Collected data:
------------------------------
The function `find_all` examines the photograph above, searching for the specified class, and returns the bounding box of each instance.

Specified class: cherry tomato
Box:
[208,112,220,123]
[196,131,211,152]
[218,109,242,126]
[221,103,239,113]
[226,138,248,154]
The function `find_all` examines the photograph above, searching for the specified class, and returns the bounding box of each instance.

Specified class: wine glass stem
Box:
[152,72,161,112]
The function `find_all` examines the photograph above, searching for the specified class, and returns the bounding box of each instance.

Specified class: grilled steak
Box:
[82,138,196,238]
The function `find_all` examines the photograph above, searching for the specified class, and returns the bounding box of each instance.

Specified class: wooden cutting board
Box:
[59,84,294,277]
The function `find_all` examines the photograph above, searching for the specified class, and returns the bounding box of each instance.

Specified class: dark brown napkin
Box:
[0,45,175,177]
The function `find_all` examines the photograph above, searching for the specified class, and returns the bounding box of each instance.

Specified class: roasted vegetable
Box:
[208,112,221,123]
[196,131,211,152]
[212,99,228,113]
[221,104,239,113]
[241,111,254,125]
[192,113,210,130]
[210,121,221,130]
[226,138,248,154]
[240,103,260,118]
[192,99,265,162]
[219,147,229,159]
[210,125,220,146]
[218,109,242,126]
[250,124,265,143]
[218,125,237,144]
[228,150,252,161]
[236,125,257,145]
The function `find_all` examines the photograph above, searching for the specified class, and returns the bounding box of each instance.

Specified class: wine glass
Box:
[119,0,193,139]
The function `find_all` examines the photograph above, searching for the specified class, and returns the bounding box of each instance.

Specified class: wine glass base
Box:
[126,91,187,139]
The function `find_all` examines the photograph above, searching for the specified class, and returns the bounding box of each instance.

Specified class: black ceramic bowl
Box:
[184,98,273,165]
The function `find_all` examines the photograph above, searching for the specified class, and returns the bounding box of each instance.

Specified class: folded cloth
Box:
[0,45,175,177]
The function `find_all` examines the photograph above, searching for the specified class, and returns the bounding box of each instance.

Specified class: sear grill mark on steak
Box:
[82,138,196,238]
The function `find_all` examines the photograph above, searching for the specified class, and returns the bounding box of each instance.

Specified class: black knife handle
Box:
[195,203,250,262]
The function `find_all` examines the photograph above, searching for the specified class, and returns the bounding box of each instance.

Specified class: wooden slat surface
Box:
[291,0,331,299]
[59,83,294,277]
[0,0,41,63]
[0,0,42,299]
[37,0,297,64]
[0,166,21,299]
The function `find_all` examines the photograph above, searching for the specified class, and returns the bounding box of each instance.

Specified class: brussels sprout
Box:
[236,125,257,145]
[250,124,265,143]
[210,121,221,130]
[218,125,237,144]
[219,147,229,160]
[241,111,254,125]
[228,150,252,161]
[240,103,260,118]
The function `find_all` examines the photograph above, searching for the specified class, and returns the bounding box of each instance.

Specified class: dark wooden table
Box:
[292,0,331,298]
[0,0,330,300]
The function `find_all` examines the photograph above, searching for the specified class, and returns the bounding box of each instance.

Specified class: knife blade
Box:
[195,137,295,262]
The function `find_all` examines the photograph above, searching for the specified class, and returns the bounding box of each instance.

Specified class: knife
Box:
------------------------------
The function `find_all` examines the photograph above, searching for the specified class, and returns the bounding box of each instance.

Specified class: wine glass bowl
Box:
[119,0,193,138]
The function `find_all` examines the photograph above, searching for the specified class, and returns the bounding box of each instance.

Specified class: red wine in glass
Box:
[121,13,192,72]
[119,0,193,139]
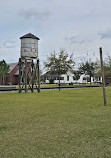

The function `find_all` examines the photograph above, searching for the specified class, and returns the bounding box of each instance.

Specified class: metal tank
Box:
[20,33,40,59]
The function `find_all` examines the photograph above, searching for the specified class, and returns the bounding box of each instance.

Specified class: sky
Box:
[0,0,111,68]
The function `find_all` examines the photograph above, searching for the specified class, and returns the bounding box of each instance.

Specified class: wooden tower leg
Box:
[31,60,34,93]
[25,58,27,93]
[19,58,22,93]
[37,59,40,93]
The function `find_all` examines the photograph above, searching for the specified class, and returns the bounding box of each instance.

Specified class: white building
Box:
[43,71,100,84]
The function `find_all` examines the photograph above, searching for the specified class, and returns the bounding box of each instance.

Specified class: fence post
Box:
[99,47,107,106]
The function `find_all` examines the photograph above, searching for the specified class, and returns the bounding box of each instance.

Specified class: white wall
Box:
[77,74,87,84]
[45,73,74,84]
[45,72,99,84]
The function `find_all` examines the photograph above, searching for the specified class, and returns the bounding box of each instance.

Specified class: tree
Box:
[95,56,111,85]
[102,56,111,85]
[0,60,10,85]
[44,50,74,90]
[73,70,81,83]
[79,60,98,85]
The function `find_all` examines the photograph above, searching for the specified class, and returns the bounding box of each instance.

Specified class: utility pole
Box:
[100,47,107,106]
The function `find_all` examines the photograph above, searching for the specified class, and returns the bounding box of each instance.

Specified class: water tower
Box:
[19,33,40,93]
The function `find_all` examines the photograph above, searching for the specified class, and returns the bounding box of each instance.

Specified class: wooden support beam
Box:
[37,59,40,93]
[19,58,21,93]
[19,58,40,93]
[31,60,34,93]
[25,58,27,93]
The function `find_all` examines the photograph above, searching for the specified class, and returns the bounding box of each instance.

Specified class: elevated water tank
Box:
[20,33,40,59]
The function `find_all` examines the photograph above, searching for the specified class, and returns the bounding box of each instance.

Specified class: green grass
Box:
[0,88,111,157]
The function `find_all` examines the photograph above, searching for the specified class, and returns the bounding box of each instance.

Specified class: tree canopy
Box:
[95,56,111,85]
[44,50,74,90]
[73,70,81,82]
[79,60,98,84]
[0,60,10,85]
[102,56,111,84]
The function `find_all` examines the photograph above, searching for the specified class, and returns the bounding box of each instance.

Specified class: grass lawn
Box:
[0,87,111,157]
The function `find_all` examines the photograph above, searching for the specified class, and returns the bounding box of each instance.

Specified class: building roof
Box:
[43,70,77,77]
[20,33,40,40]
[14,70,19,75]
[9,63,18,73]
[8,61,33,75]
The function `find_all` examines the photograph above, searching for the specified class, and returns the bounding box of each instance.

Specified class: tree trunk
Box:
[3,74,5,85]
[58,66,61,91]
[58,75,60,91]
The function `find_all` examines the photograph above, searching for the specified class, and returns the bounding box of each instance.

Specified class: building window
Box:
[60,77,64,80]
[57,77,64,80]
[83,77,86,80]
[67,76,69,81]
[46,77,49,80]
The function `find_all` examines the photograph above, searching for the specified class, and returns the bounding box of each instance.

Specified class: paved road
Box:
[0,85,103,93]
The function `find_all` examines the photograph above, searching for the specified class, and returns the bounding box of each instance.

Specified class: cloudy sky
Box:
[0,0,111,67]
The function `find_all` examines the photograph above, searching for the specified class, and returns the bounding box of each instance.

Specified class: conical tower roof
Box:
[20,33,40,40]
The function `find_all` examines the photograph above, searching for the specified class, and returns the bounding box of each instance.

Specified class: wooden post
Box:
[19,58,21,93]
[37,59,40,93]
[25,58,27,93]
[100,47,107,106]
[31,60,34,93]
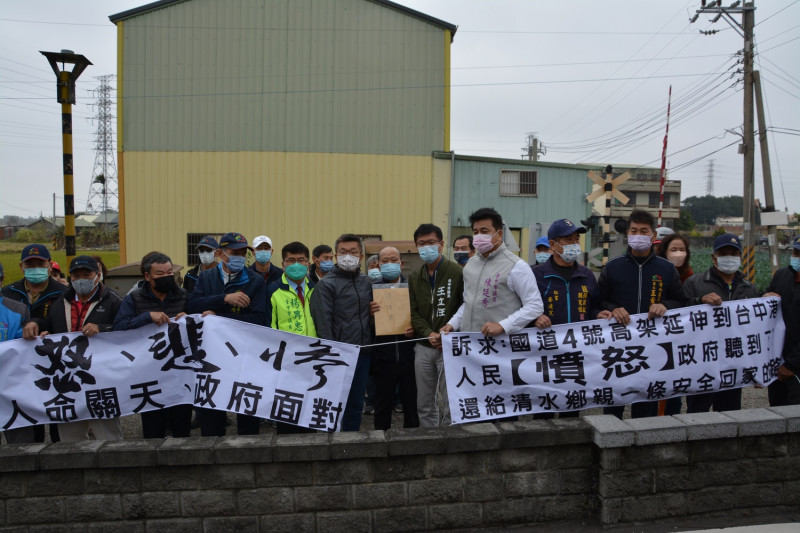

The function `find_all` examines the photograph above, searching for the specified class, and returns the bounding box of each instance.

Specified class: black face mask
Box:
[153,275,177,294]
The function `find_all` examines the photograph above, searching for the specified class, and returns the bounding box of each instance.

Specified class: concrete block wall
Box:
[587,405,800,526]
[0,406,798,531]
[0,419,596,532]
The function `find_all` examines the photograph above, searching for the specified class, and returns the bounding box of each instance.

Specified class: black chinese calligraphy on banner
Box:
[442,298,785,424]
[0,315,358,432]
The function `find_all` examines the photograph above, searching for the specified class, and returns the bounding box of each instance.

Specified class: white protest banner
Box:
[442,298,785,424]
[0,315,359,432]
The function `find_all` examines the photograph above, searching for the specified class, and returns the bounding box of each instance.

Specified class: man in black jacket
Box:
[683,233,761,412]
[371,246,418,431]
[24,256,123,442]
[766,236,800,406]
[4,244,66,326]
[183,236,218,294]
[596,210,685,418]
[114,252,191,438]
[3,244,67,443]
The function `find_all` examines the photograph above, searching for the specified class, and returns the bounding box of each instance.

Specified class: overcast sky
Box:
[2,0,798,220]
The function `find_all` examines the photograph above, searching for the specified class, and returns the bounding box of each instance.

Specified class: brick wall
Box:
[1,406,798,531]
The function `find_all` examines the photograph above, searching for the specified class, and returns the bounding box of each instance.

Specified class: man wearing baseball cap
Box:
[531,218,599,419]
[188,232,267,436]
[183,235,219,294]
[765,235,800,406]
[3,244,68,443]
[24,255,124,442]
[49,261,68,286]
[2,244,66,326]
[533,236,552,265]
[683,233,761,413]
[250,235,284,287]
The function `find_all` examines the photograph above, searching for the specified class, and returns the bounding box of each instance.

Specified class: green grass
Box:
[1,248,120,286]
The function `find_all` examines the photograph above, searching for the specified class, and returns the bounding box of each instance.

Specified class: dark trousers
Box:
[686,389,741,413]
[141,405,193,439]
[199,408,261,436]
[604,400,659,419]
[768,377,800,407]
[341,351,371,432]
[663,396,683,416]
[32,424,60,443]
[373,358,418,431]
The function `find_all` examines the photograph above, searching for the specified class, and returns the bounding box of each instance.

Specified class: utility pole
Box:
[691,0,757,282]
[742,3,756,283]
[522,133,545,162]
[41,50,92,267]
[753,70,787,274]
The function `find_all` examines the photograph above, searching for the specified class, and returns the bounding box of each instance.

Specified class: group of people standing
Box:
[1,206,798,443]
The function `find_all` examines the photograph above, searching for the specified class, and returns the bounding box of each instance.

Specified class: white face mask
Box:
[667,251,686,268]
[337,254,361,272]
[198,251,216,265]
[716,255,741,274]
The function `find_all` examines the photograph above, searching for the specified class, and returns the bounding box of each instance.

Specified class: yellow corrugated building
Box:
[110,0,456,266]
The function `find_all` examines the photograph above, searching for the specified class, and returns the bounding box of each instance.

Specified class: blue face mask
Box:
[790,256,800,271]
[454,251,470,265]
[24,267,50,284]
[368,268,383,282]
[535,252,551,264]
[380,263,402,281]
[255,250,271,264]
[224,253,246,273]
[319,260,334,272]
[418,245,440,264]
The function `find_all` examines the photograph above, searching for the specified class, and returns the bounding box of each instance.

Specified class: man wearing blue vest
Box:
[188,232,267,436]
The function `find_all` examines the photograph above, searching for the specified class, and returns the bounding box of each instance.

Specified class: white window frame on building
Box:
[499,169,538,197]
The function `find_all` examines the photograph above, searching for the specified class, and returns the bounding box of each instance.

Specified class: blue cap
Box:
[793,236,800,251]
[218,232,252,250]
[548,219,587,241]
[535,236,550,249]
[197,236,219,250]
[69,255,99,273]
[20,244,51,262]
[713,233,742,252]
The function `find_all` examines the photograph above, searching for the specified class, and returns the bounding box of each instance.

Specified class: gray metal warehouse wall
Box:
------------------------------
» **Work to be completed**:
Tell how many lines in the data contain the word "knife", answering with that number and no other text.

» **Output of the exercise**:
3